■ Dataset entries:
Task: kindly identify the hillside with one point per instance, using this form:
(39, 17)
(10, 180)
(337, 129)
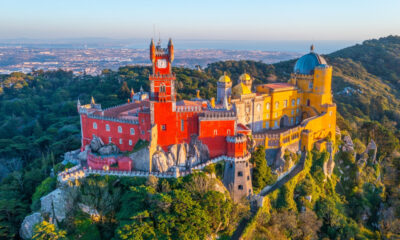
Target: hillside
(39, 123)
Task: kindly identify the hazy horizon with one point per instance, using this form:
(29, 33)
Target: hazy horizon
(255, 20)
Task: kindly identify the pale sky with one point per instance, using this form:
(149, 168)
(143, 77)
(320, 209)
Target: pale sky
(202, 19)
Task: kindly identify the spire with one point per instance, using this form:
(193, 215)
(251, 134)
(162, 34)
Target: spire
(226, 105)
(132, 92)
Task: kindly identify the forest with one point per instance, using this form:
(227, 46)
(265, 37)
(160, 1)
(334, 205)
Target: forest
(39, 123)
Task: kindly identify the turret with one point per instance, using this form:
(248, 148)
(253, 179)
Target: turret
(152, 51)
(171, 50)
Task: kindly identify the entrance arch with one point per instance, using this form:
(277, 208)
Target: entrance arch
(284, 122)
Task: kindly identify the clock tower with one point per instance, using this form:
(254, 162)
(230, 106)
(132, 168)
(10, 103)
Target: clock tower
(162, 80)
(162, 94)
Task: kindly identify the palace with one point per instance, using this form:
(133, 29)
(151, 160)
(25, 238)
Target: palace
(299, 115)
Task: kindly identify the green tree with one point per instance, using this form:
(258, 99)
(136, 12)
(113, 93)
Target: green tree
(262, 174)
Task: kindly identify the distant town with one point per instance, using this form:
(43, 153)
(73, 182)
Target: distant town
(92, 61)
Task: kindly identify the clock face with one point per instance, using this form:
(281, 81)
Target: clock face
(161, 63)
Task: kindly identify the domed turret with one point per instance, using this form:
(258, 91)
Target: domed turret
(246, 79)
(224, 78)
(307, 63)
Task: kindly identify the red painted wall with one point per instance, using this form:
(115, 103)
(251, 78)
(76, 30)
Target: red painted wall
(88, 131)
(236, 149)
(216, 142)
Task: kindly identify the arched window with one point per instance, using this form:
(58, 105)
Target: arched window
(162, 87)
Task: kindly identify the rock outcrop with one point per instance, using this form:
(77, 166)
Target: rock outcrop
(54, 205)
(141, 159)
(27, 226)
(96, 143)
(161, 161)
(348, 145)
(71, 157)
(198, 152)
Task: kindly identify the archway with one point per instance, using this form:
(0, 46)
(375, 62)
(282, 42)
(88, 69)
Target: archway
(284, 122)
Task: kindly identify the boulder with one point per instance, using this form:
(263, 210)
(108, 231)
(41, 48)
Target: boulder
(348, 145)
(96, 143)
(141, 159)
(27, 226)
(54, 205)
(160, 161)
(71, 157)
(198, 152)
(82, 155)
(108, 149)
(182, 154)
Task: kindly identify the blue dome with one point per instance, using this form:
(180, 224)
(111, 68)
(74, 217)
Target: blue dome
(307, 63)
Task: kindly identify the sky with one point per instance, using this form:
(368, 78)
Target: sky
(255, 20)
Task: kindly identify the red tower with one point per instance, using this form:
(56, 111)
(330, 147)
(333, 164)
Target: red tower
(162, 80)
(162, 94)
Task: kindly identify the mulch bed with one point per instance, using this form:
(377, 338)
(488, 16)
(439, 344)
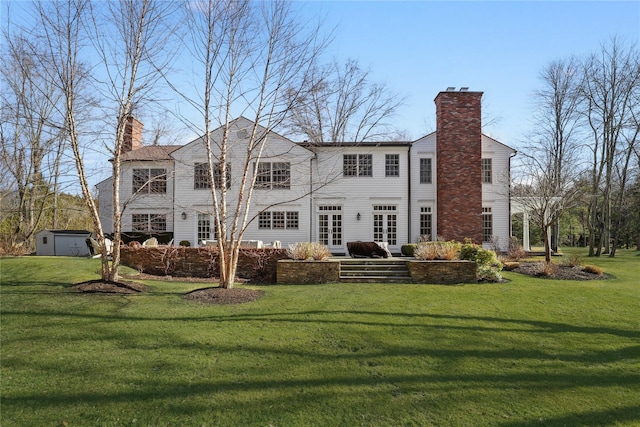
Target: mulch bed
(561, 272)
(210, 295)
(224, 296)
(105, 287)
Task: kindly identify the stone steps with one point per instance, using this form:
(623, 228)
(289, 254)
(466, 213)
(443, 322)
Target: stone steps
(364, 270)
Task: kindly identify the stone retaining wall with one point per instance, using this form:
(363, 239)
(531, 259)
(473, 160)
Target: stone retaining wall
(308, 272)
(257, 265)
(442, 272)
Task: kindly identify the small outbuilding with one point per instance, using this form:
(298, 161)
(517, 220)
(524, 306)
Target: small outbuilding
(62, 243)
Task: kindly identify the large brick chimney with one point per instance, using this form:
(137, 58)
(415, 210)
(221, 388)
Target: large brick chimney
(459, 165)
(132, 134)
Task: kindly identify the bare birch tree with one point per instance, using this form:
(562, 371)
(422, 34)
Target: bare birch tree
(61, 25)
(133, 40)
(31, 145)
(609, 91)
(340, 103)
(250, 52)
(551, 160)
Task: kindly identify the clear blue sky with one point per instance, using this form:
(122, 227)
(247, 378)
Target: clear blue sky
(419, 48)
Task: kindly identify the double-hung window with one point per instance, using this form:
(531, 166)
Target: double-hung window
(357, 165)
(278, 220)
(201, 176)
(148, 222)
(206, 227)
(149, 181)
(426, 171)
(275, 175)
(487, 224)
(487, 171)
(426, 223)
(391, 165)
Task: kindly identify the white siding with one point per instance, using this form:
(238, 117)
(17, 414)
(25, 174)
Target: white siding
(496, 194)
(423, 195)
(146, 203)
(359, 194)
(105, 204)
(317, 179)
(277, 149)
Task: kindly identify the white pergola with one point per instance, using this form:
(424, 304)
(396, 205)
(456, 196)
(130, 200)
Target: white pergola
(518, 206)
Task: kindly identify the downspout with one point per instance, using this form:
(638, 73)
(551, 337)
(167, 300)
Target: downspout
(409, 193)
(509, 192)
(173, 205)
(311, 216)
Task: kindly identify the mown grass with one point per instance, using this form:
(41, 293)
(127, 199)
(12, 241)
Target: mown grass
(527, 352)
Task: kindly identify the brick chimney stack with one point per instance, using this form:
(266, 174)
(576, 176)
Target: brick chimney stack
(132, 134)
(459, 164)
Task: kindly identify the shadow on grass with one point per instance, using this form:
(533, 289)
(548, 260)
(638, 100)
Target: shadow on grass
(617, 416)
(324, 317)
(269, 393)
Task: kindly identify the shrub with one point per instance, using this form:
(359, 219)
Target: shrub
(489, 266)
(510, 265)
(547, 269)
(437, 250)
(308, 250)
(408, 249)
(593, 269)
(573, 260)
(516, 251)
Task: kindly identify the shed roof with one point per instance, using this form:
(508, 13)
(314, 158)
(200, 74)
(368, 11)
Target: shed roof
(150, 153)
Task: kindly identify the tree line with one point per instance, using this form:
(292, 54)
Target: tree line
(75, 71)
(581, 163)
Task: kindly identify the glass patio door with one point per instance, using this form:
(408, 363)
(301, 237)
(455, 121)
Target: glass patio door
(385, 224)
(330, 226)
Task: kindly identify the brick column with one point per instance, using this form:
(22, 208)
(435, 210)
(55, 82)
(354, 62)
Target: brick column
(459, 165)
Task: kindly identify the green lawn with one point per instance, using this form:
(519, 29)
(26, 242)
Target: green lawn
(528, 352)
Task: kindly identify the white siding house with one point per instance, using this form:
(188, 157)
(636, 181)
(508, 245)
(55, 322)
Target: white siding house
(333, 193)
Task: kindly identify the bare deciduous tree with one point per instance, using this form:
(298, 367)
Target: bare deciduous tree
(551, 160)
(31, 145)
(609, 90)
(338, 103)
(250, 53)
(133, 41)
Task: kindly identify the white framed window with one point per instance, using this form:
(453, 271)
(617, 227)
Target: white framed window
(201, 176)
(391, 165)
(426, 171)
(357, 165)
(273, 175)
(148, 222)
(278, 220)
(426, 223)
(149, 181)
(206, 227)
(487, 171)
(487, 225)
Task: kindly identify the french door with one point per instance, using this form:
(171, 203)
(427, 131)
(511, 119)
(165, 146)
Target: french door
(385, 224)
(330, 226)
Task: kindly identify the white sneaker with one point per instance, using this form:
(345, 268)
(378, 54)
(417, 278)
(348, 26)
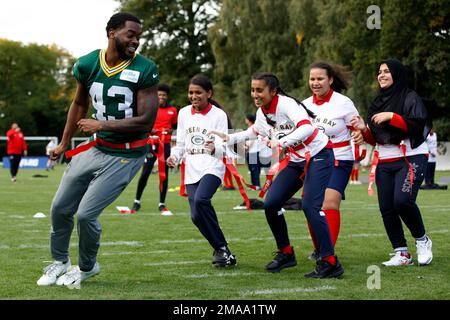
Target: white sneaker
(52, 272)
(74, 277)
(398, 259)
(424, 253)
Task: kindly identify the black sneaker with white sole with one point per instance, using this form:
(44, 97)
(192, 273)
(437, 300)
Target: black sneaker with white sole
(281, 261)
(324, 269)
(314, 256)
(223, 258)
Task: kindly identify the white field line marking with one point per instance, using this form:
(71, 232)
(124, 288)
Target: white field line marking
(110, 243)
(173, 263)
(133, 253)
(141, 244)
(225, 274)
(292, 290)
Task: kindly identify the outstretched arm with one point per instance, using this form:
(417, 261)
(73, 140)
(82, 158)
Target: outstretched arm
(78, 110)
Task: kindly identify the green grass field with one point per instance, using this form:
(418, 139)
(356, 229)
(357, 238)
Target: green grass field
(153, 257)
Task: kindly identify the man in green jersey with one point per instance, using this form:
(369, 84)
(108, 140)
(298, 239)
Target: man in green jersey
(122, 86)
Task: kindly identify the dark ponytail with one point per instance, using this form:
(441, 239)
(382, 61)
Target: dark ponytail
(274, 84)
(204, 82)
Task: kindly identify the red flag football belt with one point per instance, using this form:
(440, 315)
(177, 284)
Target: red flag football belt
(278, 166)
(153, 140)
(307, 141)
(341, 144)
(99, 141)
(374, 165)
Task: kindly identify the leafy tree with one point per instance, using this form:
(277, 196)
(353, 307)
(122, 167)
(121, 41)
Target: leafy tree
(35, 88)
(175, 37)
(251, 36)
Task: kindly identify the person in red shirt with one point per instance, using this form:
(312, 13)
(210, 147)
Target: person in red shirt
(16, 146)
(166, 122)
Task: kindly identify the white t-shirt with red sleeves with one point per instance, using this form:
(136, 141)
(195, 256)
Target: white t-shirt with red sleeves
(292, 126)
(191, 137)
(333, 118)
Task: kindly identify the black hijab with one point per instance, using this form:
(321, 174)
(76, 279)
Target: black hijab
(400, 99)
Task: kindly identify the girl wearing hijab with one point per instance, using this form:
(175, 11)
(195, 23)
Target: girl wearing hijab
(398, 124)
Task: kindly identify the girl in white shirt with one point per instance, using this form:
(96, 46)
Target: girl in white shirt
(286, 123)
(334, 112)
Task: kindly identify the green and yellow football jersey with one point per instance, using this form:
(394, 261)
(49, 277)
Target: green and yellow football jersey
(113, 91)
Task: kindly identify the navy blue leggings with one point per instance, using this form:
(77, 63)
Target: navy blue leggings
(203, 214)
(286, 184)
(397, 200)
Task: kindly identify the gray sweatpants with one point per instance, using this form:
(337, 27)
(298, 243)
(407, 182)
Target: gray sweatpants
(91, 182)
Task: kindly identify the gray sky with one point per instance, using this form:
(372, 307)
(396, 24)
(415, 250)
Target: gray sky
(76, 25)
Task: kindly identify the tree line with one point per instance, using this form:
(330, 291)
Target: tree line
(229, 40)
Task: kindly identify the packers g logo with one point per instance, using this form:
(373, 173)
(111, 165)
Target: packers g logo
(279, 135)
(321, 128)
(197, 140)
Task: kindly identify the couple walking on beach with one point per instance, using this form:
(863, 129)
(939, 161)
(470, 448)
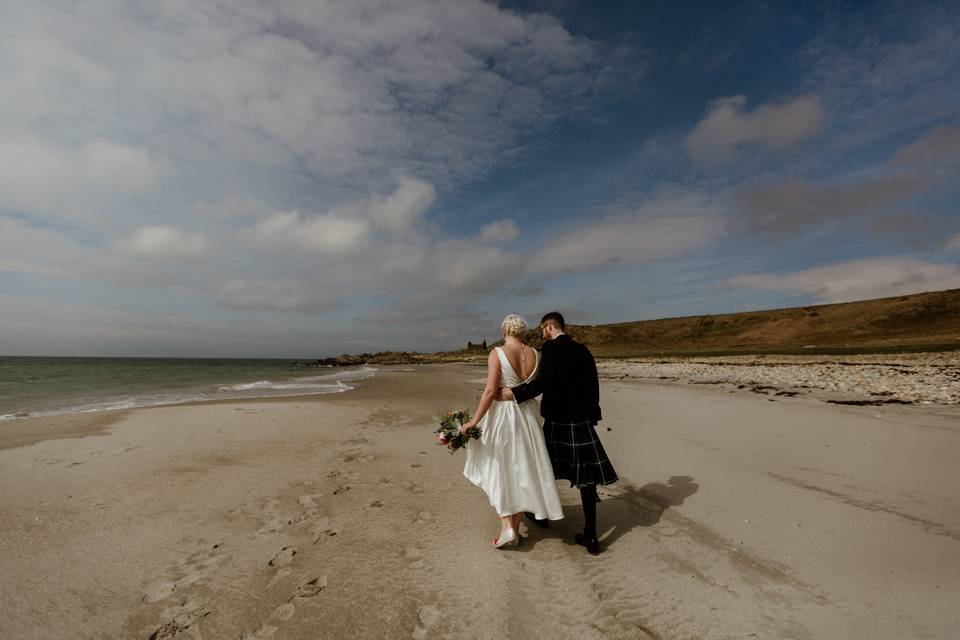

■ Exercise goal: Restate the lines above from the one containing "Task: kindly identify the white sneaker" through the one containing "Task: kindly identify the black sneaker", inclusive, exactly and without pictures.

■ Result for this task:
Task: kindly identify the white sneaker with one point per instance, using this form:
(345, 268)
(378, 54)
(417, 278)
(348, 26)
Target: white sneaker
(52, 272)
(74, 277)
(398, 259)
(424, 253)
Task: kindly identify the black sneaker with white sole with one point per instance, using this form:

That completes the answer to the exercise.